# SHORT TASK
Return only this: the line with "entry: fern in pot" and all the lines that follow it below, through the final one, exactly as they are.

============================================================

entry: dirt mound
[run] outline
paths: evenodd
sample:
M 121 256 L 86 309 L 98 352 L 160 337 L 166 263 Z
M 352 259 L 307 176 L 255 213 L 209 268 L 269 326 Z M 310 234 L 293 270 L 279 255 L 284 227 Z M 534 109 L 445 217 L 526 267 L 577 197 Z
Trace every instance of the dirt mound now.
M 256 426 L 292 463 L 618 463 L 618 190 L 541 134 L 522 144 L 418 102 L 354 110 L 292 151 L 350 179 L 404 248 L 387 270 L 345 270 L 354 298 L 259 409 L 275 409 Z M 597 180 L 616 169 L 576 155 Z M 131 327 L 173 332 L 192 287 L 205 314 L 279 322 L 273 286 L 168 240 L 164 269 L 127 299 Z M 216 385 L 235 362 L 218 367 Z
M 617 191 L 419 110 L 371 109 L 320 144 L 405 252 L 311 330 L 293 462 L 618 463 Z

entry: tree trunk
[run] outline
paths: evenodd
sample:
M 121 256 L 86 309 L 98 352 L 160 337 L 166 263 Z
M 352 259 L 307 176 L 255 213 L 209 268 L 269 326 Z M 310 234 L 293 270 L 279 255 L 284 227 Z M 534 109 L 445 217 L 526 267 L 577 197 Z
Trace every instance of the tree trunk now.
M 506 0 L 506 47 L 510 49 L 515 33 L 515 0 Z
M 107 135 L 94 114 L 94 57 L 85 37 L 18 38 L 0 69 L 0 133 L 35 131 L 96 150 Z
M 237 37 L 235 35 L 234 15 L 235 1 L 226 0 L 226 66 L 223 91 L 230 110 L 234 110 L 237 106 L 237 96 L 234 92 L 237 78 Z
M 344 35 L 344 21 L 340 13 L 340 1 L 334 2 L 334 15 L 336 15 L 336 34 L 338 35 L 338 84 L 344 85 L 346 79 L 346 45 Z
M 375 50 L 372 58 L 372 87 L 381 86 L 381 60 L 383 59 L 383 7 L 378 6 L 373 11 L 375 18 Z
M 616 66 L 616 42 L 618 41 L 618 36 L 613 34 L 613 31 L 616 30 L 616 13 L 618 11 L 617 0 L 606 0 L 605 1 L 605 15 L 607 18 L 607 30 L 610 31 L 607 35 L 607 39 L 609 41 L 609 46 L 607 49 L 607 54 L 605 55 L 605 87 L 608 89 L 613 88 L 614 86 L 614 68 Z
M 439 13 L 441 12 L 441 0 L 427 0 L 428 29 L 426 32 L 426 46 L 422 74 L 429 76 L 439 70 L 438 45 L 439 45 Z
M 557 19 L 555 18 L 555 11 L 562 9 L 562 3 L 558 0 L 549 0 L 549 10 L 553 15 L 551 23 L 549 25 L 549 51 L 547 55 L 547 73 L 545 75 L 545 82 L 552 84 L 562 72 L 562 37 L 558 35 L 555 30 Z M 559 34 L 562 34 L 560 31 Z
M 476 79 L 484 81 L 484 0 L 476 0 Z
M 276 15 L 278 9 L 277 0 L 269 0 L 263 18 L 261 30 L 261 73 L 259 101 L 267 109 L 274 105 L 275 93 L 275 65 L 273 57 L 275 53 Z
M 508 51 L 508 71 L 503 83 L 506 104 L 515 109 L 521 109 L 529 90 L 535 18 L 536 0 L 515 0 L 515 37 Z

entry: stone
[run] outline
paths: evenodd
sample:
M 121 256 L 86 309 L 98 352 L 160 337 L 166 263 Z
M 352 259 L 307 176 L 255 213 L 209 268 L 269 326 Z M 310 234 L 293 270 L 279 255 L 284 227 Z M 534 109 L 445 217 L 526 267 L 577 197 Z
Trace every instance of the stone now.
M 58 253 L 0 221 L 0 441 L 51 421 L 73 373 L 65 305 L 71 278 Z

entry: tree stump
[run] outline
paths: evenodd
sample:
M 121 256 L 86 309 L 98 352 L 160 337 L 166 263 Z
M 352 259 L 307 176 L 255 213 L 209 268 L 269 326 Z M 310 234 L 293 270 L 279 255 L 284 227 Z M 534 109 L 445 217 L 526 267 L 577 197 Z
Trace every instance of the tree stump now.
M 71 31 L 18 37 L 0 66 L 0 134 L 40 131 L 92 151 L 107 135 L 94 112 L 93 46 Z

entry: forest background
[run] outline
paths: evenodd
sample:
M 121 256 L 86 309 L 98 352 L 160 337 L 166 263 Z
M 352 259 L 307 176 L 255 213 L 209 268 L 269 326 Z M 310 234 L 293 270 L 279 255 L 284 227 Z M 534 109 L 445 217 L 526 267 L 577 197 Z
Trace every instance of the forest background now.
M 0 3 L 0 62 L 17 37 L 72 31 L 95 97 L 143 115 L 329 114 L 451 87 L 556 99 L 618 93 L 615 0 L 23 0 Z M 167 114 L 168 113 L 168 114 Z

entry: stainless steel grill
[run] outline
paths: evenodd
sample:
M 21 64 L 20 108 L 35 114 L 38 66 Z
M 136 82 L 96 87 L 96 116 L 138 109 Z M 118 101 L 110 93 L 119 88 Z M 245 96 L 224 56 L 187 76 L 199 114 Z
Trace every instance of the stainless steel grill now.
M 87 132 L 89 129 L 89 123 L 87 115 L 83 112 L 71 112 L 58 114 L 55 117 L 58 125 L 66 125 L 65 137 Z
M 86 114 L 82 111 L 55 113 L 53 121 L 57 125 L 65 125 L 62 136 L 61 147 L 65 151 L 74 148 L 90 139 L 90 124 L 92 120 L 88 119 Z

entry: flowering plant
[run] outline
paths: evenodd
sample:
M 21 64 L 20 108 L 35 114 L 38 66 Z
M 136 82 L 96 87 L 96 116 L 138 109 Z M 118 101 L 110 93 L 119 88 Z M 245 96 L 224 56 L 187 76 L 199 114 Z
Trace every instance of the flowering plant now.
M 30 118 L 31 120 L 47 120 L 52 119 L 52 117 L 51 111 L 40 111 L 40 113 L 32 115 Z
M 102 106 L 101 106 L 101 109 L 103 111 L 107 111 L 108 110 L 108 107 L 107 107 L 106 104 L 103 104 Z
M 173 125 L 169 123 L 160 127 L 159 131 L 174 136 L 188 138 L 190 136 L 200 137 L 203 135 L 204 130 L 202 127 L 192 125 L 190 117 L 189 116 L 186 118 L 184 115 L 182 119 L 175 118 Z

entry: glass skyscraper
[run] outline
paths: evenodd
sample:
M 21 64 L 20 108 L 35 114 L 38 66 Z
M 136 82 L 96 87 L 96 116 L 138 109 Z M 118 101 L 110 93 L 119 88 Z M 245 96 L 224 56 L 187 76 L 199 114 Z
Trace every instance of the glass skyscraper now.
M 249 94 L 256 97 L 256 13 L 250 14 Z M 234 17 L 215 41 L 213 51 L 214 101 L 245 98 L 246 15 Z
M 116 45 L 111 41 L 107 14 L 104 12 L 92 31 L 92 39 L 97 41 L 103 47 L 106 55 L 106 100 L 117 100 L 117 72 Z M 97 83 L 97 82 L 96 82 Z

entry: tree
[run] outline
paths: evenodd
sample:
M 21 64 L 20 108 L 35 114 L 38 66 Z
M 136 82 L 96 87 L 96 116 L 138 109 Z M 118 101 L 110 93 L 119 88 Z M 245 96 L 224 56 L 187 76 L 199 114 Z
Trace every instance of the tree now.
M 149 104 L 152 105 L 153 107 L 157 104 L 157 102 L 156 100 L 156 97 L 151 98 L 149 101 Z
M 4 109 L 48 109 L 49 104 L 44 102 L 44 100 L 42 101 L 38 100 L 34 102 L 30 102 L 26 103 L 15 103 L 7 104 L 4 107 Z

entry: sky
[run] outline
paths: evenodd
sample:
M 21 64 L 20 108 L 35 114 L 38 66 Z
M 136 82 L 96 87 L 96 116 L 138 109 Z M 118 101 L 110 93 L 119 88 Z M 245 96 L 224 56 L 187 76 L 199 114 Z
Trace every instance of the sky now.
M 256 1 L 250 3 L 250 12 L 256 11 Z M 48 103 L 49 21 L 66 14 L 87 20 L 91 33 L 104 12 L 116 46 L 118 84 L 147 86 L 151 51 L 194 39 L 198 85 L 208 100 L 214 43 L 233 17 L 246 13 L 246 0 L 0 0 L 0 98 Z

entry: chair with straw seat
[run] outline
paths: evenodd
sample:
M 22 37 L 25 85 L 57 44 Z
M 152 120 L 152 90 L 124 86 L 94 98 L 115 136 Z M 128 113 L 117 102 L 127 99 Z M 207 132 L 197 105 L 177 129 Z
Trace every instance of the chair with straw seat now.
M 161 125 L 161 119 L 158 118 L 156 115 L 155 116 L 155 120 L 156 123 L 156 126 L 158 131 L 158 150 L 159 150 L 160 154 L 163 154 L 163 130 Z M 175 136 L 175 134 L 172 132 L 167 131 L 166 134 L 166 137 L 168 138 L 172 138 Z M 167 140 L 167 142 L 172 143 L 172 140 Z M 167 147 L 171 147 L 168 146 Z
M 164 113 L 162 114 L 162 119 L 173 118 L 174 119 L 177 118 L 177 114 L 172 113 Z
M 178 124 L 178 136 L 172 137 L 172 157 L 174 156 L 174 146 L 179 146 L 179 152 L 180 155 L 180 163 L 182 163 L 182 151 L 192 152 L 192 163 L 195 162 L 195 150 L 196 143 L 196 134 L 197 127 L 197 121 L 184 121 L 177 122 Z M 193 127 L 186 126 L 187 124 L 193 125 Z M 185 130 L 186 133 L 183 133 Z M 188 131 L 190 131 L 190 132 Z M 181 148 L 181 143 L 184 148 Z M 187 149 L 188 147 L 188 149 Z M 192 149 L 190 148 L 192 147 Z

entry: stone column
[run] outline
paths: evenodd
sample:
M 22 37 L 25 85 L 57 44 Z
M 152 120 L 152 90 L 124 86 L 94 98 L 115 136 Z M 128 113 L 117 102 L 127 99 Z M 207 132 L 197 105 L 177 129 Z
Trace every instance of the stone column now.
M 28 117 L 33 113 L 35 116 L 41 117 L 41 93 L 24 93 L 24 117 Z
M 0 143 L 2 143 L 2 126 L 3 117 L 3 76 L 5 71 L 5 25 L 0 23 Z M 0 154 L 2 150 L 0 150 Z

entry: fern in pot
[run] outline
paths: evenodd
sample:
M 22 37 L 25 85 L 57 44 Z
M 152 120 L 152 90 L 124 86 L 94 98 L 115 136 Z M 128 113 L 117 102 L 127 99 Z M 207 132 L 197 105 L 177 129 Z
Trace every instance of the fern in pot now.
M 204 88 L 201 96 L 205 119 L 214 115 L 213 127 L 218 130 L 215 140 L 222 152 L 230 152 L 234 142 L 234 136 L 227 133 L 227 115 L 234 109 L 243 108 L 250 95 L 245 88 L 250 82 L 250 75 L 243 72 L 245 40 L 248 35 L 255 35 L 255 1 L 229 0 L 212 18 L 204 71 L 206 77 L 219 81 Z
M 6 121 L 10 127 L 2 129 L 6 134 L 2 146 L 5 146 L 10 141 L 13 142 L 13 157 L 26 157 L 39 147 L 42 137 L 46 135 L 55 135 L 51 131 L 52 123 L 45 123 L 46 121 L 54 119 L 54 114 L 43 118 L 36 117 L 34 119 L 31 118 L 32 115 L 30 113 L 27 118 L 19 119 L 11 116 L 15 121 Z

============================================================

# ANSWER
entry: fern in pot
[run] outline
paths: evenodd
sample:
M 22 37 L 25 85 L 57 44 Z
M 152 120 L 152 90 L 124 86 L 94 98 L 115 136 Z M 128 113 L 117 102 L 127 99 Z M 207 132 L 197 105 L 177 129 Z
Trace every instance of the fern in pot now.
M 204 88 L 201 96 L 205 119 L 214 115 L 213 127 L 218 130 L 215 140 L 222 152 L 230 152 L 234 142 L 234 136 L 227 133 L 227 115 L 234 109 L 243 108 L 250 95 L 245 88 L 250 82 L 250 75 L 243 72 L 245 40 L 248 35 L 255 35 L 255 1 L 229 0 L 212 18 L 204 71 L 206 77 L 219 81 Z
M 6 121 L 10 127 L 2 129 L 6 134 L 2 146 L 5 146 L 10 141 L 13 142 L 13 157 L 26 157 L 39 147 L 42 137 L 46 135 L 55 135 L 51 131 L 52 123 L 45 123 L 46 121 L 54 119 L 54 114 L 43 118 L 36 117 L 34 119 L 31 118 L 32 115 L 30 113 L 27 118 L 19 119 L 11 116 L 15 121 Z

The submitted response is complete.